** WHAT THE EXERCISE ASKS **
Tally the lines of the material below that contain the string "leaf". Give only the number.

Excerpts from point annotation data
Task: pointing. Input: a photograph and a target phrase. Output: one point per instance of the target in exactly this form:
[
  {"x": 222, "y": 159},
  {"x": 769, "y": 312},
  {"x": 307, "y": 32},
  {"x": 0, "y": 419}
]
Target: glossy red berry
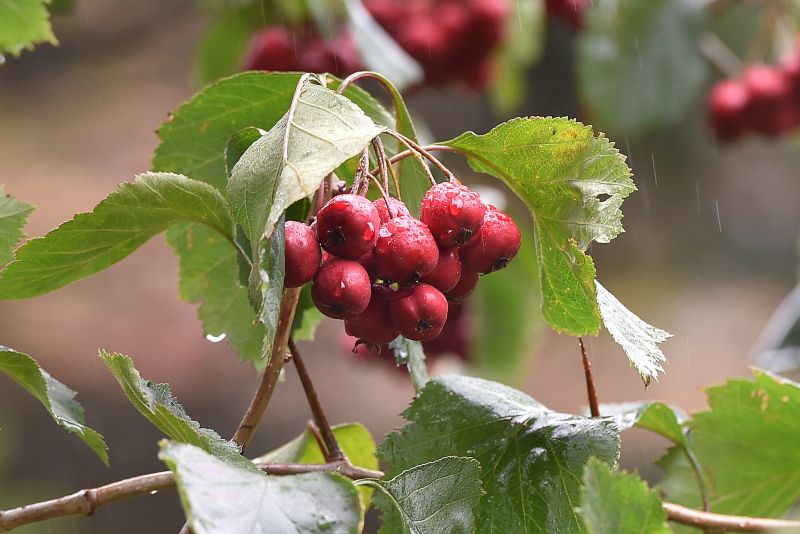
[
  {"x": 454, "y": 213},
  {"x": 271, "y": 49},
  {"x": 302, "y": 255},
  {"x": 495, "y": 245},
  {"x": 397, "y": 207},
  {"x": 404, "y": 251},
  {"x": 419, "y": 311},
  {"x": 447, "y": 272},
  {"x": 341, "y": 289},
  {"x": 727, "y": 102},
  {"x": 769, "y": 109},
  {"x": 465, "y": 286},
  {"x": 374, "y": 325},
  {"x": 347, "y": 226}
]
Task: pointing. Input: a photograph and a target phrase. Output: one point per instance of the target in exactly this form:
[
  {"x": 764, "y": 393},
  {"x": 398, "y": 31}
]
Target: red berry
[
  {"x": 454, "y": 213},
  {"x": 769, "y": 110},
  {"x": 302, "y": 255},
  {"x": 374, "y": 325},
  {"x": 405, "y": 250},
  {"x": 419, "y": 311},
  {"x": 465, "y": 286},
  {"x": 397, "y": 207},
  {"x": 341, "y": 289},
  {"x": 447, "y": 272},
  {"x": 727, "y": 102},
  {"x": 495, "y": 245},
  {"x": 272, "y": 49},
  {"x": 347, "y": 226}
]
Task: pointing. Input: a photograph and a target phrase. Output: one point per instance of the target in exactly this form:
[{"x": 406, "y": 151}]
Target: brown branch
[
  {"x": 244, "y": 433},
  {"x": 735, "y": 523},
  {"x": 591, "y": 391},
  {"x": 86, "y": 501},
  {"x": 331, "y": 444}
]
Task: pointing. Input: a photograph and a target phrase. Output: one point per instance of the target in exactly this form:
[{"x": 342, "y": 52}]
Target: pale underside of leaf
[{"x": 639, "y": 340}]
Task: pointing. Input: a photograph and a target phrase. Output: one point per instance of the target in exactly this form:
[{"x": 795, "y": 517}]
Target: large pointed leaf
[
  {"x": 435, "y": 498},
  {"x": 639, "y": 64},
  {"x": 219, "y": 498},
  {"x": 325, "y": 130},
  {"x": 638, "y": 339},
  {"x": 747, "y": 445},
  {"x": 619, "y": 503},
  {"x": 23, "y": 24},
  {"x": 157, "y": 404},
  {"x": 559, "y": 169},
  {"x": 531, "y": 458},
  {"x": 55, "y": 396},
  {"x": 13, "y": 215},
  {"x": 120, "y": 224}
]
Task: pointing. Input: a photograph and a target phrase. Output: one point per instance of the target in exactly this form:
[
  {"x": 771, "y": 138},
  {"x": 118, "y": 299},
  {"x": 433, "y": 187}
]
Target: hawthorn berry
[
  {"x": 397, "y": 208},
  {"x": 405, "y": 250},
  {"x": 727, "y": 102},
  {"x": 447, "y": 272},
  {"x": 347, "y": 226},
  {"x": 495, "y": 245},
  {"x": 419, "y": 311},
  {"x": 454, "y": 213},
  {"x": 770, "y": 109},
  {"x": 302, "y": 255},
  {"x": 374, "y": 325},
  {"x": 465, "y": 286},
  {"x": 341, "y": 289}
]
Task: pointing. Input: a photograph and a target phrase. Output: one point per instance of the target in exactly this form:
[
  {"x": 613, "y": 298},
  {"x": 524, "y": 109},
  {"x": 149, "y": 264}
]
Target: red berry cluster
[
  {"x": 453, "y": 40},
  {"x": 764, "y": 100},
  {"x": 569, "y": 12},
  {"x": 388, "y": 274},
  {"x": 279, "y": 49}
]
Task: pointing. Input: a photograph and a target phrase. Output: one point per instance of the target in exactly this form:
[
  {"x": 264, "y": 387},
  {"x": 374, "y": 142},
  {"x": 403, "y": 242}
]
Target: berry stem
[
  {"x": 594, "y": 406},
  {"x": 331, "y": 445}
]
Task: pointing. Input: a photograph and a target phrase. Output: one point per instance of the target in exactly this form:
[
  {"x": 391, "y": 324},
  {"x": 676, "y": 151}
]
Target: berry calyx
[
  {"x": 347, "y": 226},
  {"x": 465, "y": 286},
  {"x": 454, "y": 213},
  {"x": 447, "y": 272},
  {"x": 405, "y": 250},
  {"x": 341, "y": 289},
  {"x": 374, "y": 325},
  {"x": 302, "y": 254},
  {"x": 495, "y": 245},
  {"x": 396, "y": 207},
  {"x": 419, "y": 311}
]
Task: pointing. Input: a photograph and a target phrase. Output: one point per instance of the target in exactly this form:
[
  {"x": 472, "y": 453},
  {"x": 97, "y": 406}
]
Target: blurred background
[{"x": 708, "y": 254}]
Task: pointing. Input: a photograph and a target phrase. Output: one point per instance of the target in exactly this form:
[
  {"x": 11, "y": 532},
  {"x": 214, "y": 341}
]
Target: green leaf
[
  {"x": 435, "y": 498},
  {"x": 220, "y": 498},
  {"x": 120, "y": 224},
  {"x": 559, "y": 168},
  {"x": 23, "y": 24},
  {"x": 57, "y": 398},
  {"x": 746, "y": 443},
  {"x": 639, "y": 65},
  {"x": 325, "y": 130},
  {"x": 306, "y": 317},
  {"x": 619, "y": 503},
  {"x": 412, "y": 355},
  {"x": 638, "y": 339},
  {"x": 532, "y": 458},
  {"x": 209, "y": 275},
  {"x": 13, "y": 215},
  {"x": 157, "y": 404},
  {"x": 502, "y": 343},
  {"x": 354, "y": 439}
]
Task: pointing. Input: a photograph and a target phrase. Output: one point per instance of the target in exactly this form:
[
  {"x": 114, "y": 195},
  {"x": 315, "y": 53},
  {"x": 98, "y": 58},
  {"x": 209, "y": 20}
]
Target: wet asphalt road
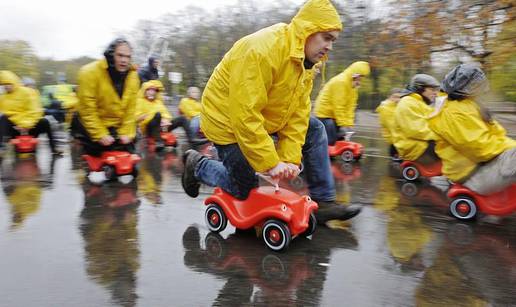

** ANSWER **
3